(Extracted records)
———
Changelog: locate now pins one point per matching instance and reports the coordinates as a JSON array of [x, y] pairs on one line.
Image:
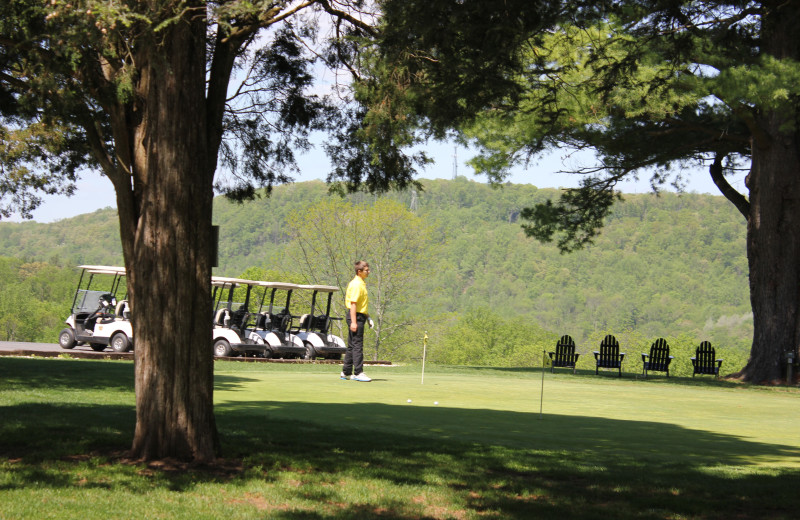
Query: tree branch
[[736, 198]]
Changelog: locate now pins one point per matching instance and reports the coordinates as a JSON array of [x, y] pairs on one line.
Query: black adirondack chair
[[658, 359], [609, 355], [705, 361], [564, 356]]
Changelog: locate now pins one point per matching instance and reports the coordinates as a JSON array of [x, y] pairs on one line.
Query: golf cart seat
[[564, 356], [305, 322], [123, 310], [609, 355], [658, 360], [705, 360], [223, 317], [321, 323], [262, 321]]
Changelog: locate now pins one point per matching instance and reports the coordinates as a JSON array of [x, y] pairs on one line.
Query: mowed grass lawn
[[300, 443]]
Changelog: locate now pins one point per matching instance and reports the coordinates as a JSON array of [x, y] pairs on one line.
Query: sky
[[96, 192]]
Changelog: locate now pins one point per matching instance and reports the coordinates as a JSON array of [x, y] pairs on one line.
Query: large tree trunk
[[166, 227], [773, 230]]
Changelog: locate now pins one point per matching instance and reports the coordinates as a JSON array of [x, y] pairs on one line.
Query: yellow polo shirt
[[357, 292]]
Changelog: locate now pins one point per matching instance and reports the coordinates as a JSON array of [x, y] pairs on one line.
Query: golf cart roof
[[320, 288], [103, 269], [224, 280], [279, 285]]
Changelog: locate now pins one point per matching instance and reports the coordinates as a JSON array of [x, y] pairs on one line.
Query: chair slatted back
[[565, 352], [705, 359], [609, 353], [659, 355]]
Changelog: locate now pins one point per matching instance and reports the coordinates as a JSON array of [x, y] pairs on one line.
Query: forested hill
[[664, 265]]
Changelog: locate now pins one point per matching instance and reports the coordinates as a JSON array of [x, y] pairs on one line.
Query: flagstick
[[424, 353], [541, 398]]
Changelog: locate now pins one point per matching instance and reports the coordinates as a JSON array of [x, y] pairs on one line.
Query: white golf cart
[[314, 329], [96, 317], [237, 330]]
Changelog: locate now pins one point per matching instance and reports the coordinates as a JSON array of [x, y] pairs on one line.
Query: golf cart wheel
[[66, 338], [222, 348], [120, 342]]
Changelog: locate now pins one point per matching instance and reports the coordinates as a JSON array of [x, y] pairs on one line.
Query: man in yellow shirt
[[357, 302]]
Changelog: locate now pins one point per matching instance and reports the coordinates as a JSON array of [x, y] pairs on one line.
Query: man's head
[[362, 268]]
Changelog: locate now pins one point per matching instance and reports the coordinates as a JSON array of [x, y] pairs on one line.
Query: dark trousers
[[354, 356]]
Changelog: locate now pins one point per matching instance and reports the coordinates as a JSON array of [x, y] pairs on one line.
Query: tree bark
[[773, 228], [167, 244]]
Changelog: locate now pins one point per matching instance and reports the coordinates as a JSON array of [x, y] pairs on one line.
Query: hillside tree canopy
[[646, 85]]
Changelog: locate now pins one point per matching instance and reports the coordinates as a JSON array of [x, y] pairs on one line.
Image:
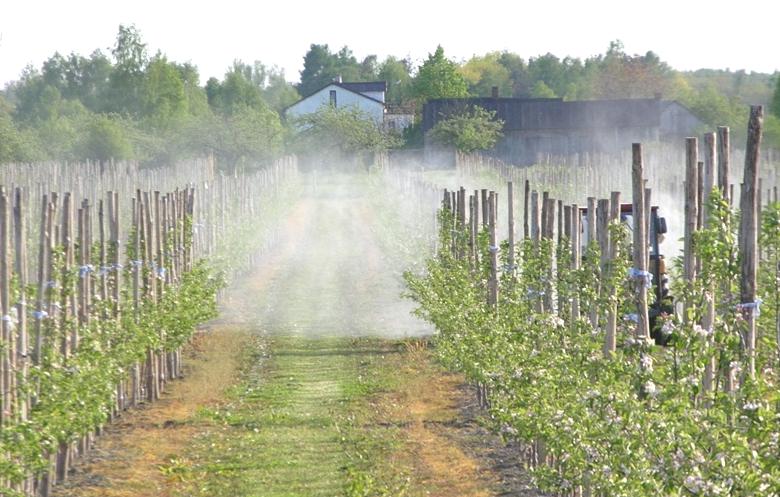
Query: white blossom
[[694, 483], [701, 332], [650, 388]]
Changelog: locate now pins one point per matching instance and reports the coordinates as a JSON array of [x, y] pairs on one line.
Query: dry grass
[[131, 455], [426, 403]]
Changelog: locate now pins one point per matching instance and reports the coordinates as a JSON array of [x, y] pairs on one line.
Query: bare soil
[[327, 277]]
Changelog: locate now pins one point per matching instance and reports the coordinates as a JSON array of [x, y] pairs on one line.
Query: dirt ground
[[326, 277]]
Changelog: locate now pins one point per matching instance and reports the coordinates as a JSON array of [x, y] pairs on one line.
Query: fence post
[[691, 216], [748, 235], [640, 242]]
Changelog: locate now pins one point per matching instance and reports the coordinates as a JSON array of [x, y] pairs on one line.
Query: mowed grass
[[300, 424]]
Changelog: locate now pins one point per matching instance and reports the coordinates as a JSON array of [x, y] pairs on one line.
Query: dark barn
[[535, 128]]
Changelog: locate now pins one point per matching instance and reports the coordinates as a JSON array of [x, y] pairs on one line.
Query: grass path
[[332, 395], [300, 422]]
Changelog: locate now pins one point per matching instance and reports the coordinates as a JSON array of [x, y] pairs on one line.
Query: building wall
[[523, 147], [398, 122], [376, 95], [344, 98], [677, 120]]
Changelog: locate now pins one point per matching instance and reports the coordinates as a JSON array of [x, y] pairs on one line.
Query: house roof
[[538, 114], [350, 87], [360, 87]]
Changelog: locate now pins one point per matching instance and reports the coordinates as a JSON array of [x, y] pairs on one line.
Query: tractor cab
[[663, 302]]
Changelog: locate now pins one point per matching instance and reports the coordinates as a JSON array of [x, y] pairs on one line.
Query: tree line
[[130, 104]]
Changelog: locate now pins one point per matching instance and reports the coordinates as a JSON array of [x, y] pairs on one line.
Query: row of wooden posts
[[72, 263], [539, 222]]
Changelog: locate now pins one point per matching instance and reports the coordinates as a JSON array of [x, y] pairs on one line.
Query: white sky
[[687, 34]]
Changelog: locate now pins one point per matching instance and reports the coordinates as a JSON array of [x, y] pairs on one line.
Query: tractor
[[663, 303]]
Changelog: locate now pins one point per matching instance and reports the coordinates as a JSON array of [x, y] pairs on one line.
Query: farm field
[[315, 380]]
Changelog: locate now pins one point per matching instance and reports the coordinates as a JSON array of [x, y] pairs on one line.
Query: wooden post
[[576, 257], [485, 208], [20, 259], [9, 350], [640, 242], [43, 263], [724, 154], [535, 220], [748, 235], [510, 256], [691, 215], [708, 320], [602, 232], [526, 199], [548, 233], [610, 343], [493, 249]]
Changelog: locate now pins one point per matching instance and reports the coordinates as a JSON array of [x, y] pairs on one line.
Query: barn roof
[[548, 114]]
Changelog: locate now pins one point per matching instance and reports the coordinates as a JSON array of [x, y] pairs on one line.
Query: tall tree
[[484, 72], [163, 98], [774, 106], [397, 73], [438, 77], [127, 77]]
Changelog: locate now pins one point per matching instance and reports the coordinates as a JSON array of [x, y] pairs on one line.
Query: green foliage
———
- _Objective_
Reproduce the material above from its first line through the line containing "[[424, 353], [541, 398]]", including both of those lines. Leave the pictures out of your answer.

- _The solution_
Changelog: locate now pins one point per matching instance and reports the coordinates as a JSON array of [x, y] pairs on one line.
Image:
Query: tree branch
[[736, 198]]
Changelog: locate now pins one point per matching instance and reports the coordinates as a JSON array of [x, y] pairs on one line.
Query: black adirondack chair
[[658, 359], [609, 355], [705, 361], [564, 356]]
Changelog: locate now pins one point per matching instance and reports the coordinates as a JSON array of [x, y] pairs on one line.
Query: golf cart seat
[[564, 356], [305, 322], [123, 310], [609, 355], [658, 360], [705, 360], [223, 317], [321, 323], [262, 321]]
Changelog: locate now pins one point per matching instance and reports the coordinates as a JSON array of [x, y] pairs on one line.
Query: mowed grass lawn
[[300, 443]]
Changelog: locate now pins one point per matching instance and reports the coordinates as a JSON array of [x, y] pairs on one line.
Query: sky
[[96, 192]]
Changelog: locate now pins one point per matching instance and reports the coordinates as a JSON array of [x, y] pairs on one line.
Query: large tree trunk
[[166, 227], [773, 230]]
Changelog: locate now pins one point per matching instance and reports the coordinates as a JSON array of [x, y] pairs on one line.
Query: yellow polo shirt
[[357, 292]]
Changelog: locate now pins one point per matching instance and reports the coordinates as a JSON array of [x, y] pairs on one line.
Query: golf cart roof
[[320, 288], [103, 269], [224, 280], [279, 285]]
Changelog: locate now pins one point per matching instance and reports the coordinates as a JSON array of [x, y] pairs on one line.
Query: chair slatted back
[[565, 352], [705, 359], [609, 353], [659, 355]]
Changelog: locate now pins one point per matching instance and reports the coordinates as a JSON array of [x, y] pairs on one line.
Query: forested hill
[[664, 265]]
Changelog: locate now pins one point per matching instance and reports the coordinates as a JSON array of [x, y] pairs on one line.
Query: flagstick
[[424, 353], [541, 398]]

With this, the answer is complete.